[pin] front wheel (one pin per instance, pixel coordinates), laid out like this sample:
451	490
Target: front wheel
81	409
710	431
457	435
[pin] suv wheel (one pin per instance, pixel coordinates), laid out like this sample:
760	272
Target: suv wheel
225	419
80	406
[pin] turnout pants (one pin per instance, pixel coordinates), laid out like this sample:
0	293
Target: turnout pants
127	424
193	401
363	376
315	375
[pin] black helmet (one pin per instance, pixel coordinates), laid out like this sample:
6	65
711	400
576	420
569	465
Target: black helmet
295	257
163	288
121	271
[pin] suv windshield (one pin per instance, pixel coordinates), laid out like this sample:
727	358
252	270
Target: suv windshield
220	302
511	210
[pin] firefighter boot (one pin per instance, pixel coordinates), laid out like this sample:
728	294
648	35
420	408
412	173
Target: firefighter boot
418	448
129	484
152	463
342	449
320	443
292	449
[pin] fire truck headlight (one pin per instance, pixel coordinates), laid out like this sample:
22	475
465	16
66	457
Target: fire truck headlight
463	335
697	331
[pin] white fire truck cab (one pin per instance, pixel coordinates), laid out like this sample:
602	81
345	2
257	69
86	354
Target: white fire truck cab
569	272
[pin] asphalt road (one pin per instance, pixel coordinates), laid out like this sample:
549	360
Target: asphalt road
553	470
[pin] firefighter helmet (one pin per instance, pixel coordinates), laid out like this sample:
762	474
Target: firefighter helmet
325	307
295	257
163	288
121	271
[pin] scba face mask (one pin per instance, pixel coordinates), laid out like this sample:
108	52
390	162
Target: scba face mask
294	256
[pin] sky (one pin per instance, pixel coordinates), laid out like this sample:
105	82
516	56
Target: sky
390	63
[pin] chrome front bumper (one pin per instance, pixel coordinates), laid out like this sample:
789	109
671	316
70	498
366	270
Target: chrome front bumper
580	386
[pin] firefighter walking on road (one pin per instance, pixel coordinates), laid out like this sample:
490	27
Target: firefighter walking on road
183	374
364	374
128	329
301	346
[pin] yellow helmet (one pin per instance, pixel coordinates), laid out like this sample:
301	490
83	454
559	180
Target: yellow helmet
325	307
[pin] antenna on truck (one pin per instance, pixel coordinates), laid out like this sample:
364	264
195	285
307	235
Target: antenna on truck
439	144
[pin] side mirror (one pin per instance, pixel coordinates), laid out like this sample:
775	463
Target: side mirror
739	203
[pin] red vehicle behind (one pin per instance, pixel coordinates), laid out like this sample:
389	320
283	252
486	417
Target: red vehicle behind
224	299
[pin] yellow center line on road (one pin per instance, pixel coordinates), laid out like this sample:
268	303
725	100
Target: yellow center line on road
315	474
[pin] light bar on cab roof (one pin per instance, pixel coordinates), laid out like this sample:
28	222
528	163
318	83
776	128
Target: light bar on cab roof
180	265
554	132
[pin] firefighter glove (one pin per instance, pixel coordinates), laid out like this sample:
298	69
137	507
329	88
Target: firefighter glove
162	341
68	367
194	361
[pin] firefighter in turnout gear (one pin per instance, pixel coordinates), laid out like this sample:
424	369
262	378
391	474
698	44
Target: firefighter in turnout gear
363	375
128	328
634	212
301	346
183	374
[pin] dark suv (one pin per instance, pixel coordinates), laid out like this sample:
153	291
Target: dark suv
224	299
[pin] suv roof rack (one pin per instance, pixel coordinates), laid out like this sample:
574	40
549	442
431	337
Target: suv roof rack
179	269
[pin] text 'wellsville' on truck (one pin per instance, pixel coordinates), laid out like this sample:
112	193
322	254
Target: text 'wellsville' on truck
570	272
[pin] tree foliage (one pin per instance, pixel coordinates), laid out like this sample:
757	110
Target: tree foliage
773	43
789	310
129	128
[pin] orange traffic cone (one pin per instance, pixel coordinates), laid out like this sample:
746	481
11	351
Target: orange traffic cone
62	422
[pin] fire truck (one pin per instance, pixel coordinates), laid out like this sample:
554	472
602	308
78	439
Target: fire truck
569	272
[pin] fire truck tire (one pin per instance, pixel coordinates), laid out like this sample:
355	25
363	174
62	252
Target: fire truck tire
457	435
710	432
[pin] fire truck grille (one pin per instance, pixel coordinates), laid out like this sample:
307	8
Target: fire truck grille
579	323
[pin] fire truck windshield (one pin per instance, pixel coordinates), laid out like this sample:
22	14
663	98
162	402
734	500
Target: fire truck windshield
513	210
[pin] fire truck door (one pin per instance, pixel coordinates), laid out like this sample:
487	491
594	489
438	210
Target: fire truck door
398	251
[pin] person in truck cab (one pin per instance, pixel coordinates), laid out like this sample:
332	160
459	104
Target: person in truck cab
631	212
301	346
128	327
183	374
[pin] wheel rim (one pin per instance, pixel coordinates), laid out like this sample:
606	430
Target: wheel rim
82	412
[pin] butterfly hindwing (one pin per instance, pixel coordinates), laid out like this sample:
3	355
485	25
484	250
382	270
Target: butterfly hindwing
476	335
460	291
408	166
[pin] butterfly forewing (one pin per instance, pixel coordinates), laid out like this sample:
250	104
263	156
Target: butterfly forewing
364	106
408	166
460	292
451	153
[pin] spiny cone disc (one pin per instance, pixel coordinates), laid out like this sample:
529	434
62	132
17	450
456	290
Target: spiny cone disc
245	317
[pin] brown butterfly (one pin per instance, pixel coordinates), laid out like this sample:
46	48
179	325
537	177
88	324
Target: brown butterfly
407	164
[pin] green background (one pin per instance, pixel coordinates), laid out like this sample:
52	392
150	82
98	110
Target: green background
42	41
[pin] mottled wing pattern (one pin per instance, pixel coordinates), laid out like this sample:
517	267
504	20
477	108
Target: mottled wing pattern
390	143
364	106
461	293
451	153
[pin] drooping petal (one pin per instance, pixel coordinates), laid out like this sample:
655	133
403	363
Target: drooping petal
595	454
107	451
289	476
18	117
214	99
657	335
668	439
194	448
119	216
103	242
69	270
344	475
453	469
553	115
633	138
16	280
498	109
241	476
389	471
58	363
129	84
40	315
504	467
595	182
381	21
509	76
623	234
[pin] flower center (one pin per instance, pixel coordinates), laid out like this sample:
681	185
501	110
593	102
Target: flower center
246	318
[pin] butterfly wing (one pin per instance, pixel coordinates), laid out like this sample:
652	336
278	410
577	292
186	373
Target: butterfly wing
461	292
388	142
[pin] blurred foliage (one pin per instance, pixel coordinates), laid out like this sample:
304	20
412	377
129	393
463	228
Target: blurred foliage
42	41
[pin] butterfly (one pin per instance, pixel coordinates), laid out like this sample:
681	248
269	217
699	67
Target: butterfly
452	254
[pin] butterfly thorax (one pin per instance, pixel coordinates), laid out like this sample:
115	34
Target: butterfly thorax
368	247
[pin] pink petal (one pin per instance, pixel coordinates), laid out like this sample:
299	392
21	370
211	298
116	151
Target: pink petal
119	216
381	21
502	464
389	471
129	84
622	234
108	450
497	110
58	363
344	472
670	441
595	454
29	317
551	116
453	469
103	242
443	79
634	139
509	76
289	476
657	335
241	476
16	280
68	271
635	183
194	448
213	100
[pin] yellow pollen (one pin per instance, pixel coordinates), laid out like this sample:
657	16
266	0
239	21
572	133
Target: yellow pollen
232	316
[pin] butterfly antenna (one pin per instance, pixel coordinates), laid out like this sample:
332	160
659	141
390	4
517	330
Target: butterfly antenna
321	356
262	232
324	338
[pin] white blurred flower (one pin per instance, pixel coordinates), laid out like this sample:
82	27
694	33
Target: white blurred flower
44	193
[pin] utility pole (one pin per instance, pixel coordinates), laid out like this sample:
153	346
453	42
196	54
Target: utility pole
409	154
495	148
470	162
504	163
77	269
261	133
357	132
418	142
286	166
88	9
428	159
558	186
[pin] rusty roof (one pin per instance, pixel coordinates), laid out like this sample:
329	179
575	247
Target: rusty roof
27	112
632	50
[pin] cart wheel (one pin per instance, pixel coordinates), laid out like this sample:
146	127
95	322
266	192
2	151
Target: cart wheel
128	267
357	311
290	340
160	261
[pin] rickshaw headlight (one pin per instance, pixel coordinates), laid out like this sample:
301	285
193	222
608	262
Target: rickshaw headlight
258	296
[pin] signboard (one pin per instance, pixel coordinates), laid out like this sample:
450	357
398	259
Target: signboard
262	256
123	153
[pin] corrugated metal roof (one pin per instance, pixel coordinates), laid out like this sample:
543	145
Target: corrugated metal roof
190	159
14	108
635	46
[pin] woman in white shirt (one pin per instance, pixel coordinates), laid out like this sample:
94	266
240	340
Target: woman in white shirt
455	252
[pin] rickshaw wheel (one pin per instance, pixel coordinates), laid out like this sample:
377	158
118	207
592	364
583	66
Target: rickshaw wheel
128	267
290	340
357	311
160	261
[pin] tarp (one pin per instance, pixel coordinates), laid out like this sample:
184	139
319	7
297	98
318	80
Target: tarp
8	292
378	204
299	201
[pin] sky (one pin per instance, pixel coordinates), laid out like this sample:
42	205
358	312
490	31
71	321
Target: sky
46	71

-- -- --

### Exercise requirements
From the line that contains "[pin] woman in" to the last line of the material above, repeat every line exactly, keeping both the first and the last.

### Result below
[pin] woman in white shirt (one pin per instance, pixel coordinates), laid out like this sample:
94	266
240	340
Target: woman in white shirt
455	252
[pin] rickshaw wheel (one pin per instance, pixel coordinates), laid out like this sample:
377	158
118	207
592	364
583	66
Target: rickshaw wheel
128	267
290	340
357	311
160	261
[pin] tarp (one pin per instance, pixel coordinates), laid out like this sample:
184	139
319	7
297	98
318	80
Target: tarp
8	292
378	204
299	201
[pin] sky (one pin per instance, pixel coordinates), laid out like this sample:
42	205
358	312
490	31
71	321
Target: sky
46	71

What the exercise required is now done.